__WHAT YOU SHOULD DO__: Your answer must be the line holding "Each instance gets a single point. Label the young" followed by every later line through the end of the entries, exactly as written.

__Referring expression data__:

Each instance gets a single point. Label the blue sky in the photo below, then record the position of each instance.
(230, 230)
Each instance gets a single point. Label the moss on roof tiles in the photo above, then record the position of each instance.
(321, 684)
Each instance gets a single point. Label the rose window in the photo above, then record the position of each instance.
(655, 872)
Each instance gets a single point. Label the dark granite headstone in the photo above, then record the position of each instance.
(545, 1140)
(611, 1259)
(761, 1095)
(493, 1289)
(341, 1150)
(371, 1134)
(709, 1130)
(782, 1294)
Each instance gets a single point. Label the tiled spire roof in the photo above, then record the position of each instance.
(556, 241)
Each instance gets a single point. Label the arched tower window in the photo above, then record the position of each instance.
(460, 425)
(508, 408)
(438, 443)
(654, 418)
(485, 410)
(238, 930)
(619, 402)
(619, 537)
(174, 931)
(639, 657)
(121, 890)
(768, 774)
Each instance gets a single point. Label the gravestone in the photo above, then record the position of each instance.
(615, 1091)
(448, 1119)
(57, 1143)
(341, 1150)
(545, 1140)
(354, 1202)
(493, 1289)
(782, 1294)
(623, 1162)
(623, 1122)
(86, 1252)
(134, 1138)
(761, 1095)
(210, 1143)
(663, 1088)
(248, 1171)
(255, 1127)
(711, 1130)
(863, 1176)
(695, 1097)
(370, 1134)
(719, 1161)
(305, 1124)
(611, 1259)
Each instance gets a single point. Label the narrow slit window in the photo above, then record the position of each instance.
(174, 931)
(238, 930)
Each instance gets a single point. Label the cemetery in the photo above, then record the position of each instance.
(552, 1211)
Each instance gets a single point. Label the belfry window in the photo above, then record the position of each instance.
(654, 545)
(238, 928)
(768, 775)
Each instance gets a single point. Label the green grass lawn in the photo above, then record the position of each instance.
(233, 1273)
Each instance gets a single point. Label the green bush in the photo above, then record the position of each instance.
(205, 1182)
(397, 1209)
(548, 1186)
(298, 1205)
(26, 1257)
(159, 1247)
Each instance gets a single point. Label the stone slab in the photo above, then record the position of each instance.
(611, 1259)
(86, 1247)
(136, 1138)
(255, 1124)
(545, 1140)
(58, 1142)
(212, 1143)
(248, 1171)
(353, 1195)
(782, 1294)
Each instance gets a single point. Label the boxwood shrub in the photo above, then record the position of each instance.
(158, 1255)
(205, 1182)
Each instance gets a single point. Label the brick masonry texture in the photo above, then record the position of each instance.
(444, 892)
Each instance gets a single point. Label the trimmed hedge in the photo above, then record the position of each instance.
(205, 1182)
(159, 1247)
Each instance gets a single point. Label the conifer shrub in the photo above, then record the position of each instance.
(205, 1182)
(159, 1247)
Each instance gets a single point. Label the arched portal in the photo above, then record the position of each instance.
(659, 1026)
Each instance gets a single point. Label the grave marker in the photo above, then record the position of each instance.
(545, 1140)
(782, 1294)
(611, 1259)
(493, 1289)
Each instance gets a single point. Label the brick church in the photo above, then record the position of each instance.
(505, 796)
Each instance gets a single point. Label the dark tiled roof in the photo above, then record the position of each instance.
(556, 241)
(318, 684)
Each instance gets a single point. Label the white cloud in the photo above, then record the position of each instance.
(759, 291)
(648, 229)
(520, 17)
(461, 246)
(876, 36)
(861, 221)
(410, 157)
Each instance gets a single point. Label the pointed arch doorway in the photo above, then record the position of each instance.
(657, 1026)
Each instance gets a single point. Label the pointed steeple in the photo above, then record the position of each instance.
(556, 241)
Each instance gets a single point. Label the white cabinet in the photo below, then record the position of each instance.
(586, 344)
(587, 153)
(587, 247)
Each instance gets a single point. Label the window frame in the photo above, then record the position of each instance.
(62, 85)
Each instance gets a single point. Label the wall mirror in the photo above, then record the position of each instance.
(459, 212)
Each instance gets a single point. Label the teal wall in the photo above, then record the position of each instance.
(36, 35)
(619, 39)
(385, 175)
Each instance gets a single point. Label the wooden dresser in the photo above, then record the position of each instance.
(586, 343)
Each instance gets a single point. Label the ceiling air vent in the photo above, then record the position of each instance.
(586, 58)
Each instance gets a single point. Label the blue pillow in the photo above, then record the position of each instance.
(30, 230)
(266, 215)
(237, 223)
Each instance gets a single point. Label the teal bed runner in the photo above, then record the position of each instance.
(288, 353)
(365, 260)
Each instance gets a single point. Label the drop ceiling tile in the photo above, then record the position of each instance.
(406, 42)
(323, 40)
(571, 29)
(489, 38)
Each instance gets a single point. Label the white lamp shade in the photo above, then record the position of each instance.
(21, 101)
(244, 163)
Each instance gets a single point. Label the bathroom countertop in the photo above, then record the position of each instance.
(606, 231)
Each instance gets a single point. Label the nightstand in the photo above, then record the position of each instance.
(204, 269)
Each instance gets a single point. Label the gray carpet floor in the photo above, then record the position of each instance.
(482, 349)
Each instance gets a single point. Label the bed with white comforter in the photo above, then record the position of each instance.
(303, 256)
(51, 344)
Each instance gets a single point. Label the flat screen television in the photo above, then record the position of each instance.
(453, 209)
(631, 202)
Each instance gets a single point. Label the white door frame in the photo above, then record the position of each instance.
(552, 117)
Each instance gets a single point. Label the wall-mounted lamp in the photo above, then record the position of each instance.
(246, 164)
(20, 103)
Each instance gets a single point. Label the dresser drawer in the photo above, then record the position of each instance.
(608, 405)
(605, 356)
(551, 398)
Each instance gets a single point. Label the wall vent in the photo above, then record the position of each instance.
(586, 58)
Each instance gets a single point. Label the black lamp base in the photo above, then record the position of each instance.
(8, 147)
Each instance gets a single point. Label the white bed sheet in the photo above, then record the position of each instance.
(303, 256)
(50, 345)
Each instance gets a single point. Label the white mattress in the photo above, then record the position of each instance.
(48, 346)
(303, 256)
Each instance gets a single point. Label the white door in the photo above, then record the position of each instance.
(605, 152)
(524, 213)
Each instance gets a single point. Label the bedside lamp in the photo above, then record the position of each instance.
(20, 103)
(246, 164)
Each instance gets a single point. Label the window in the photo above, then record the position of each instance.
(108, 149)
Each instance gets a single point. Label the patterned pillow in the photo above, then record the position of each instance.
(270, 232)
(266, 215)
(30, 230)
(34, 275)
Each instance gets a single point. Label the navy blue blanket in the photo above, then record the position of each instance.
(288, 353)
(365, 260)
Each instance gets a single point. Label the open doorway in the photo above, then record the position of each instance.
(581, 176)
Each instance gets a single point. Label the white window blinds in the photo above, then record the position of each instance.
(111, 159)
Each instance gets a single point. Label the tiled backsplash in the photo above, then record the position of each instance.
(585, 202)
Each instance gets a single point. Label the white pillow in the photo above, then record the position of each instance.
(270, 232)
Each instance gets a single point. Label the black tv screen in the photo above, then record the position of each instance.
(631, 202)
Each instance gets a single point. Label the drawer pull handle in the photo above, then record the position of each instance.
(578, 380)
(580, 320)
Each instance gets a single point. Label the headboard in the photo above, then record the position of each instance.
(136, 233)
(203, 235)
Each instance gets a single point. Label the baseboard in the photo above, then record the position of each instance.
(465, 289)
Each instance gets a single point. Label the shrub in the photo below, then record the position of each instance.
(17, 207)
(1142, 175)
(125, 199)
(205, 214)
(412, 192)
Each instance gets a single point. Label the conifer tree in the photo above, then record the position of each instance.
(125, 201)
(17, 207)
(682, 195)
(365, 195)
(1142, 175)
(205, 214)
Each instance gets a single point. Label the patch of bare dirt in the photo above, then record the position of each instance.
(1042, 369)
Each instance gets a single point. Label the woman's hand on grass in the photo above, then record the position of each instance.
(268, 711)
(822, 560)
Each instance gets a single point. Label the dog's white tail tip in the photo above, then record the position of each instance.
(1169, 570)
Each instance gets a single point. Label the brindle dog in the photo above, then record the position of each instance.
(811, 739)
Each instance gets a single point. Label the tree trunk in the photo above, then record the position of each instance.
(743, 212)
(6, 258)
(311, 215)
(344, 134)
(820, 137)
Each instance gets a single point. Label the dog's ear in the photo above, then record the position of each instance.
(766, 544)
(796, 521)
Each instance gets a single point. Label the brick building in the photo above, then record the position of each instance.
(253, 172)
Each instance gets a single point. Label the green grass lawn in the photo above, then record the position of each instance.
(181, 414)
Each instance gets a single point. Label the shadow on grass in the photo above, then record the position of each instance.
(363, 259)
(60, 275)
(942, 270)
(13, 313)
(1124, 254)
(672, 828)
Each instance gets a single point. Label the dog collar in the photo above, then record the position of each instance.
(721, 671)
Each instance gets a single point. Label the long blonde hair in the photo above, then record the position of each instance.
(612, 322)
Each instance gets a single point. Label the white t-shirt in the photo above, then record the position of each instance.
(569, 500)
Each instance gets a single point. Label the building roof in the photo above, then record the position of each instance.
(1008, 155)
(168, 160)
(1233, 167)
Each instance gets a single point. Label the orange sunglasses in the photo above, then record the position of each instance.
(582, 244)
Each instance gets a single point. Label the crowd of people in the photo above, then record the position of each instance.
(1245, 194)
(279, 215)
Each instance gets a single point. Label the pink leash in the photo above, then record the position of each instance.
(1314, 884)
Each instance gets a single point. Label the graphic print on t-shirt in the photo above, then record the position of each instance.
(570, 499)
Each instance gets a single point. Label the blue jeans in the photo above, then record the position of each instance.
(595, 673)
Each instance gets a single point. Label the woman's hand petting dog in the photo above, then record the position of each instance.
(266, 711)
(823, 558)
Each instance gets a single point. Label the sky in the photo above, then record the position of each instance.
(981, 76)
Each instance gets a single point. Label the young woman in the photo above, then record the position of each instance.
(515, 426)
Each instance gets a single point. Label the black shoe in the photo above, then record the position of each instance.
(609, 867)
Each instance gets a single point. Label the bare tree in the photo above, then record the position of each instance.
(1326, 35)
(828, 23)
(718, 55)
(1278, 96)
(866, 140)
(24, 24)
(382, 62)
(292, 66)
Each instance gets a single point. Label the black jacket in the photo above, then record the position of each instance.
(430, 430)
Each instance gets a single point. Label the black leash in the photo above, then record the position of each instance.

__THE COMPLETED TASK__:
Each instance gets a single point. Label the young woman in the photo above, then record the position of each instance.
(515, 426)
Each instance gets a single point. Label the black shoe in the photo above, then record the position of each instance.
(609, 867)
Each instance gets a single point. Label the bare tree in the photo above, then record the position of each instance.
(1326, 35)
(828, 23)
(718, 55)
(1278, 96)
(866, 140)
(24, 24)
(382, 62)
(292, 66)
Each instance gets a single point. Label the black jacket in the photo above, then record the position of each instance.
(430, 430)
Each instance gets a single point. Label the black leash in the photo above, then record the position of each instance.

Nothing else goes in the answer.